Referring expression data
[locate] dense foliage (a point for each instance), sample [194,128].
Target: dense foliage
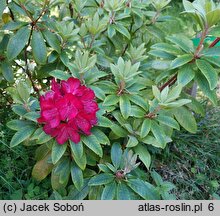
[122,53]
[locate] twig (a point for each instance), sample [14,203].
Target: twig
[71,10]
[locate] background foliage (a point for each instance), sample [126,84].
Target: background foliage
[144,67]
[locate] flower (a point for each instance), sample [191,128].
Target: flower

Instructions to follow:
Respond with a single number: the count of lines in the entries above that contain the string "point".

Answer section:
4